### Материал упражнения ###

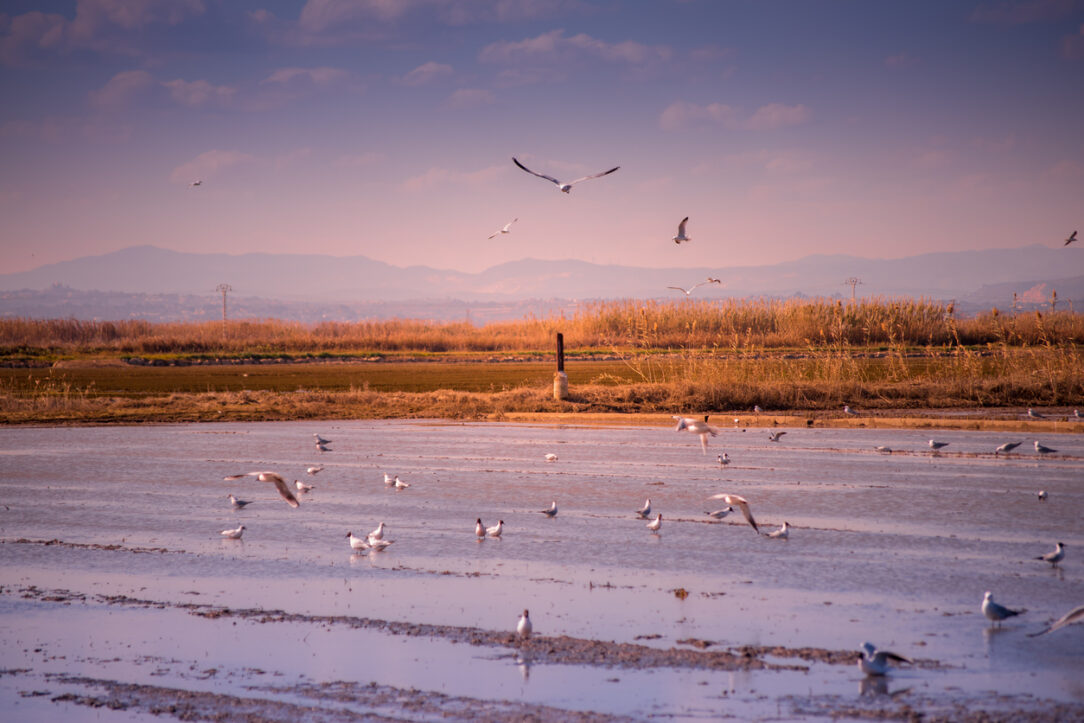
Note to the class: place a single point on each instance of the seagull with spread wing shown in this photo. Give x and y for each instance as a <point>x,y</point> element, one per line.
<point>505,229</point>
<point>564,188</point>
<point>275,479</point>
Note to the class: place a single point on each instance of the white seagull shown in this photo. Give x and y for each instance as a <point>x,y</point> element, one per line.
<point>237,504</point>
<point>1076,615</point>
<point>357,544</point>
<point>994,611</point>
<point>565,188</point>
<point>689,291</point>
<point>524,628</point>
<point>233,534</point>
<point>782,533</point>
<point>681,232</point>
<point>1043,450</point>
<point>876,662</point>
<point>741,503</point>
<point>655,524</point>
<point>506,229</point>
<point>1056,556</point>
<point>701,428</point>
<point>275,479</point>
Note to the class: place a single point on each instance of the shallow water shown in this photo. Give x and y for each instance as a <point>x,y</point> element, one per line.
<point>897,549</point>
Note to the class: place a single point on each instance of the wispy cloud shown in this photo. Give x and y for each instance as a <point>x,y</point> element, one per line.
<point>681,115</point>
<point>208,165</point>
<point>106,26</point>
<point>437,176</point>
<point>427,73</point>
<point>195,93</point>
<point>468,98</point>
<point>553,55</point>
<point>120,89</point>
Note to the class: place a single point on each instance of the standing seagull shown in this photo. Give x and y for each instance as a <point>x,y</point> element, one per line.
<point>655,524</point>
<point>876,662</point>
<point>275,479</point>
<point>741,503</point>
<point>237,504</point>
<point>233,534</point>
<point>1076,615</point>
<point>782,533</point>
<point>524,628</point>
<point>1056,556</point>
<point>1043,450</point>
<point>994,611</point>
<point>506,229</point>
<point>681,232</point>
<point>565,188</point>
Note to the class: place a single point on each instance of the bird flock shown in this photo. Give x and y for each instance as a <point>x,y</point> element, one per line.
<point>872,660</point>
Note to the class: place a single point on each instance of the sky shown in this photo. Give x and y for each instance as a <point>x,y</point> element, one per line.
<point>386,128</point>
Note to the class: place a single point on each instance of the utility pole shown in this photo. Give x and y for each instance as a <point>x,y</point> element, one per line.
<point>223,288</point>
<point>852,282</point>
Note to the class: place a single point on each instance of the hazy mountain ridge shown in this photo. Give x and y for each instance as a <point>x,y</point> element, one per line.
<point>151,282</point>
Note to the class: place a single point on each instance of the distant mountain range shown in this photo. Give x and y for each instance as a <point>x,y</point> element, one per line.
<point>151,282</point>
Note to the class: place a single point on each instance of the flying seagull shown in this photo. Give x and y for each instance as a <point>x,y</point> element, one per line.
<point>506,229</point>
<point>994,611</point>
<point>688,292</point>
<point>275,479</point>
<point>565,188</point>
<point>1076,615</point>
<point>741,504</point>
<point>876,662</point>
<point>681,232</point>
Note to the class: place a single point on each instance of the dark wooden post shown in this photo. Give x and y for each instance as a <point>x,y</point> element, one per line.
<point>559,378</point>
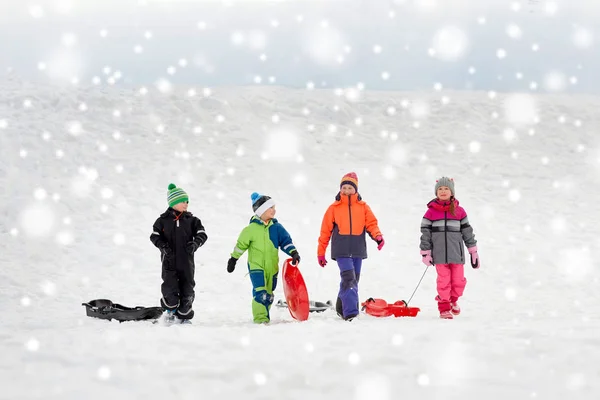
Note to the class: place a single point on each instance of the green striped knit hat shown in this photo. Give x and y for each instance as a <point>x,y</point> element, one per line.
<point>176,195</point>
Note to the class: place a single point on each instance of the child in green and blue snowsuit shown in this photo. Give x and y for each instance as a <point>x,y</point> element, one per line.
<point>263,238</point>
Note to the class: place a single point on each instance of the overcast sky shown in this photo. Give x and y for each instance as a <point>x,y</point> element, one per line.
<point>383,44</point>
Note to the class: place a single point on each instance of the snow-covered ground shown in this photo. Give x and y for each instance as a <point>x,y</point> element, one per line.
<point>103,104</point>
<point>84,173</point>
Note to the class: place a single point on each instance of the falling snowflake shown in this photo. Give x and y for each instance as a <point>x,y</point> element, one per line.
<point>423,380</point>
<point>514,31</point>
<point>555,81</point>
<point>104,373</point>
<point>514,195</point>
<point>474,147</point>
<point>450,43</point>
<point>583,38</point>
<point>397,339</point>
<point>32,345</point>
<point>353,358</point>
<point>510,294</point>
<point>260,379</point>
<point>373,387</point>
<point>323,45</point>
<point>520,109</point>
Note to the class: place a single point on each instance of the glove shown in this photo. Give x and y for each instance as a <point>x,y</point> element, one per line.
<point>295,258</point>
<point>380,242</point>
<point>231,264</point>
<point>322,261</point>
<point>191,247</point>
<point>426,257</point>
<point>166,251</point>
<point>474,257</point>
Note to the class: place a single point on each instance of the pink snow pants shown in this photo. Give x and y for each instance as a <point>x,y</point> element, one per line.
<point>451,284</point>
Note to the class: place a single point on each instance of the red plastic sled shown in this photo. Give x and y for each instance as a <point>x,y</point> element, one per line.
<point>381,308</point>
<point>295,291</point>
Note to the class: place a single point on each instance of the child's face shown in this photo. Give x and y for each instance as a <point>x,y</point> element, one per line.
<point>269,214</point>
<point>347,190</point>
<point>181,207</point>
<point>444,193</point>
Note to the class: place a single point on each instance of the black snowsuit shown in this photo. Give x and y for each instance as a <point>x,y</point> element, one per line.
<point>178,236</point>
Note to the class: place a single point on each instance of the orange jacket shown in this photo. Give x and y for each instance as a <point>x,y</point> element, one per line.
<point>345,223</point>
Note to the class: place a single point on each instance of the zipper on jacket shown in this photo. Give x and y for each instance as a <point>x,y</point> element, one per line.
<point>446,233</point>
<point>350,215</point>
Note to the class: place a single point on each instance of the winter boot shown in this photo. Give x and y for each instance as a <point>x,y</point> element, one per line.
<point>169,316</point>
<point>455,308</point>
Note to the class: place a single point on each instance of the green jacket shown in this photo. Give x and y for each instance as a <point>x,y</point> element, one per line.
<point>263,242</point>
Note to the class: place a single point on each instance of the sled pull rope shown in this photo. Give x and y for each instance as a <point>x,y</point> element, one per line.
<point>411,296</point>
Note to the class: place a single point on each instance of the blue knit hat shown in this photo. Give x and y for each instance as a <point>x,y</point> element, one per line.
<point>176,195</point>
<point>261,203</point>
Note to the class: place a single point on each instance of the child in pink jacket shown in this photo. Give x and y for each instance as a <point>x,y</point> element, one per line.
<point>444,228</point>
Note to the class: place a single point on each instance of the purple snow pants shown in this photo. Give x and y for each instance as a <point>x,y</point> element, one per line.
<point>348,294</point>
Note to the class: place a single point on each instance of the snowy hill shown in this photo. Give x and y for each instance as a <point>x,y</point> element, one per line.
<point>84,173</point>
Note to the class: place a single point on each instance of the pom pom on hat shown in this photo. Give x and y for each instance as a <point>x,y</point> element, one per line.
<point>254,196</point>
<point>444,181</point>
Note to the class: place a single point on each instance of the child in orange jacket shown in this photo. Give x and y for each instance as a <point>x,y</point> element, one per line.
<point>345,222</point>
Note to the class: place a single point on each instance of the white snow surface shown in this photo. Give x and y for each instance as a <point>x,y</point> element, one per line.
<point>82,186</point>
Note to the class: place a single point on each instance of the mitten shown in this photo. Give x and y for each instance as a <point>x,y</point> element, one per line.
<point>191,247</point>
<point>165,250</point>
<point>231,264</point>
<point>322,261</point>
<point>474,257</point>
<point>380,242</point>
<point>295,258</point>
<point>426,257</point>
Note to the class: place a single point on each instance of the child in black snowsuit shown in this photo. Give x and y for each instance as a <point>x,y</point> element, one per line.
<point>178,234</point>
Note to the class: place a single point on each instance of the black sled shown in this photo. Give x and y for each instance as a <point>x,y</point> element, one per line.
<point>106,309</point>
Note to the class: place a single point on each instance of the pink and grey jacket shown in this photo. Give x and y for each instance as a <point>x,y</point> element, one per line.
<point>443,233</point>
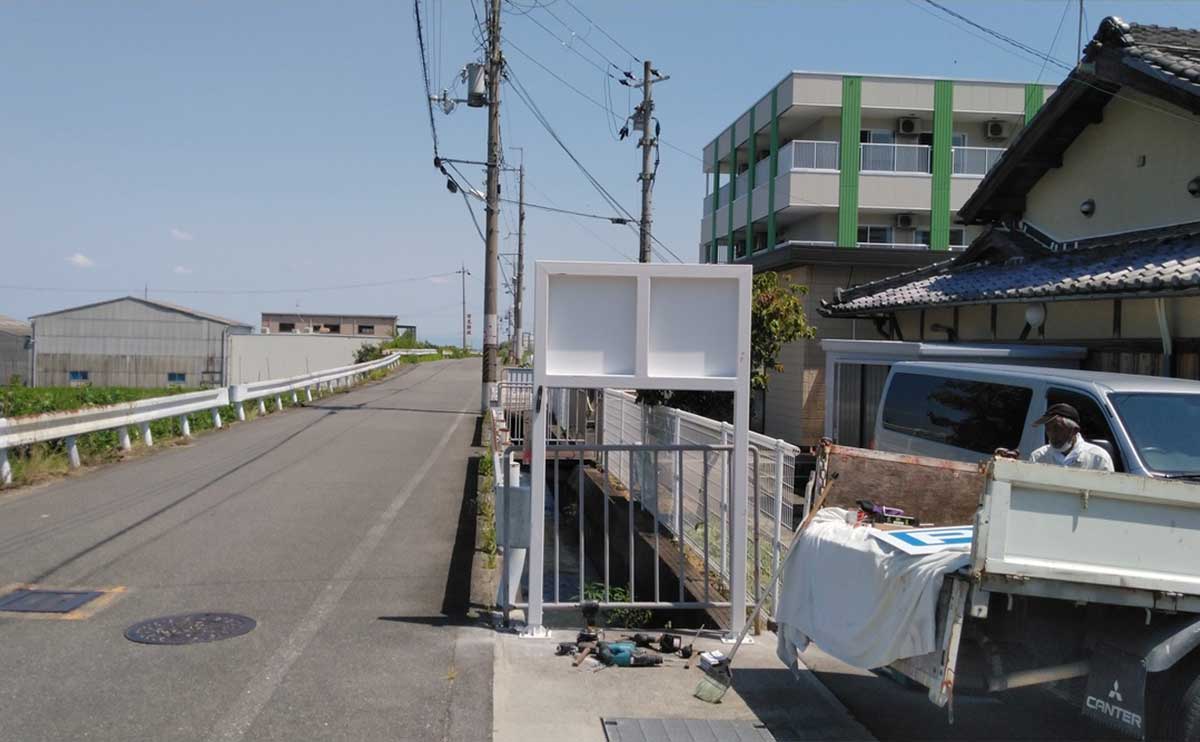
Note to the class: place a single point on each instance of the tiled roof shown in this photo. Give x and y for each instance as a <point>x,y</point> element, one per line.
<point>1169,52</point>
<point>1164,262</point>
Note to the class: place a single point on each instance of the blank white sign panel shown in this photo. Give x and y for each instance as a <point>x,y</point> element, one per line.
<point>592,324</point>
<point>694,328</point>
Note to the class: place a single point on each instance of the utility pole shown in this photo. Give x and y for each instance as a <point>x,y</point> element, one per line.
<point>1080,47</point>
<point>519,294</point>
<point>643,253</point>
<point>492,257</point>
<point>465,273</point>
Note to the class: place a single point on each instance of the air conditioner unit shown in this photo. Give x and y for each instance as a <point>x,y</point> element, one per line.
<point>995,130</point>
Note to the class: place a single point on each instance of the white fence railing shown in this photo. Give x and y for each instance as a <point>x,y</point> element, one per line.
<point>625,422</point>
<point>66,426</point>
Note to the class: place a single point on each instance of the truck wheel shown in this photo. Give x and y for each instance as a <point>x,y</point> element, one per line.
<point>1180,718</point>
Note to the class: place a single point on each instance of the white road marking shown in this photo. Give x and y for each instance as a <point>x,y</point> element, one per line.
<point>261,689</point>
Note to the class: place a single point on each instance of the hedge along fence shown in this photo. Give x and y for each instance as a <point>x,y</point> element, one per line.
<point>37,461</point>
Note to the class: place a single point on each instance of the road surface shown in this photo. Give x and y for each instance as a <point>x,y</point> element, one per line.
<point>334,526</point>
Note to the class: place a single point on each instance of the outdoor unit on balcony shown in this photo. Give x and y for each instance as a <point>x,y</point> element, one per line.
<point>995,130</point>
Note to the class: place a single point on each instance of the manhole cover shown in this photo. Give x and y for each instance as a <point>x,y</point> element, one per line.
<point>46,600</point>
<point>190,628</point>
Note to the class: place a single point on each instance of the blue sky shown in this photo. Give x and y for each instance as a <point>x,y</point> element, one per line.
<point>249,148</point>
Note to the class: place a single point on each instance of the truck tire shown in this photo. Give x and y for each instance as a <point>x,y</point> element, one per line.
<point>1180,719</point>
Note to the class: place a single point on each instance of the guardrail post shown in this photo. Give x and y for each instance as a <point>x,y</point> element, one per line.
<point>72,452</point>
<point>5,467</point>
<point>779,509</point>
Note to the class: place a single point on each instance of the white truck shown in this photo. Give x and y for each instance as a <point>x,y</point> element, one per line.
<point>1087,582</point>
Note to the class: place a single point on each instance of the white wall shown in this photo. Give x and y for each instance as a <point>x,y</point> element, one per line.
<point>1102,165</point>
<point>253,358</point>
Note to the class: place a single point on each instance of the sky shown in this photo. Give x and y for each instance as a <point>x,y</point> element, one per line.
<point>241,157</point>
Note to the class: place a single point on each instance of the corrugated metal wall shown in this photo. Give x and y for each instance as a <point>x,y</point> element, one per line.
<point>13,358</point>
<point>129,343</point>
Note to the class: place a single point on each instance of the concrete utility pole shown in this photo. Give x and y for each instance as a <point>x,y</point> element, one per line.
<point>643,253</point>
<point>465,273</point>
<point>645,114</point>
<point>519,292</point>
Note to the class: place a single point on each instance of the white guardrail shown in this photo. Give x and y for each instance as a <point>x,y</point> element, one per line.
<point>67,425</point>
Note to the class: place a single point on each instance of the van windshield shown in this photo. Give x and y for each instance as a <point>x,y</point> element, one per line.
<point>1163,429</point>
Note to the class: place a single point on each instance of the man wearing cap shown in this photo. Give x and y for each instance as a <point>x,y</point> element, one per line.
<point>1067,447</point>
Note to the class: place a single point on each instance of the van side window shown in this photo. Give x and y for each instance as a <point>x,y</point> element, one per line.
<point>1092,422</point>
<point>964,413</point>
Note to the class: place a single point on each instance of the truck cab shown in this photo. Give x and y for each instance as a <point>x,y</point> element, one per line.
<point>965,412</point>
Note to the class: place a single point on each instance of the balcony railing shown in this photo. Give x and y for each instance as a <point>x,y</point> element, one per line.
<point>894,159</point>
<point>975,160</point>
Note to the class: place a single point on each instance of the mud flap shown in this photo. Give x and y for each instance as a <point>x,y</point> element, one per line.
<point>1116,692</point>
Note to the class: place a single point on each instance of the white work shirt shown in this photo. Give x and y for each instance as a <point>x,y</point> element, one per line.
<point>1083,455</point>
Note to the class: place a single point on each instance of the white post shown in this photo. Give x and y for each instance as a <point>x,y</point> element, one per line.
<point>72,452</point>
<point>779,507</point>
<point>5,467</point>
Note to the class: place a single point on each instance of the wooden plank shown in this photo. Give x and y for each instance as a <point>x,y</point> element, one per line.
<point>936,491</point>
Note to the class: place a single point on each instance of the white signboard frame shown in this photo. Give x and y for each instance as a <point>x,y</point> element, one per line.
<point>633,325</point>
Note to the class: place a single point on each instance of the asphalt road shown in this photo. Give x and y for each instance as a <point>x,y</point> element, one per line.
<point>339,527</point>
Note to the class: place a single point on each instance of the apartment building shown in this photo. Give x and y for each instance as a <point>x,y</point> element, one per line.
<point>840,179</point>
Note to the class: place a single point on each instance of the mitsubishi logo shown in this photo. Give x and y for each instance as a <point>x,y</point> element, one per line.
<point>1115,694</point>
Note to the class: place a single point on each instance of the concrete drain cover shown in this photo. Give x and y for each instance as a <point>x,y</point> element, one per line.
<point>190,628</point>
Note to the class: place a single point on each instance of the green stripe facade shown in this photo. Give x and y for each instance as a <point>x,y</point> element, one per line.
<point>942,154</point>
<point>849,161</point>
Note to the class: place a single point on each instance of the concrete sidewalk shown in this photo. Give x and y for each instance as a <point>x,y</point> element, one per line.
<point>538,696</point>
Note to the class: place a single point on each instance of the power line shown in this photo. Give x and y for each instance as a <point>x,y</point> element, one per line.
<point>604,192</point>
<point>589,99</point>
<point>600,28</point>
<point>227,291</point>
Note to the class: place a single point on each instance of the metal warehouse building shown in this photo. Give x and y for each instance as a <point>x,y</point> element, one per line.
<point>15,349</point>
<point>131,342</point>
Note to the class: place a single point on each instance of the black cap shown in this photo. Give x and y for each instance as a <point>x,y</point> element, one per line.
<point>1059,411</point>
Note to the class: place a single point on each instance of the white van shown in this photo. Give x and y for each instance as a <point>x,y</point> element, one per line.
<point>1150,425</point>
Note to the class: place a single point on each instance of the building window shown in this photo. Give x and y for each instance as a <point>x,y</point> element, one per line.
<point>870,234</point>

###

#### Формулировка задания:
Перепишите дословно отрезок записей от строки, содержащей "the pink snow", до строки, содержащей "<point>178,236</point>", включая обе эти строки.

#### Ответ на задание:
Note to the class: place a single point on each instance of the pink snow pants shown in this photo. Give x and y for each instance as a <point>x,y</point> element, one per line.
<point>451,284</point>
Note to the class: place a single point on each instance of the red plastic sled shown in this photo. Give x and y for each instance as a <point>x,y</point> element, one per line.
<point>381,308</point>
<point>295,291</point>
Note to the class: place a single point on each instance of the child's face shown in this photo. Give x and y for each instance as a <point>x,y</point> element, one per line.
<point>269,214</point>
<point>347,190</point>
<point>181,207</point>
<point>444,193</point>
Note to the class: place a single point on each instance of the black snowsuit shown in this photo. Give x and y for each instance as a <point>x,y</point> element, one per line.
<point>178,236</point>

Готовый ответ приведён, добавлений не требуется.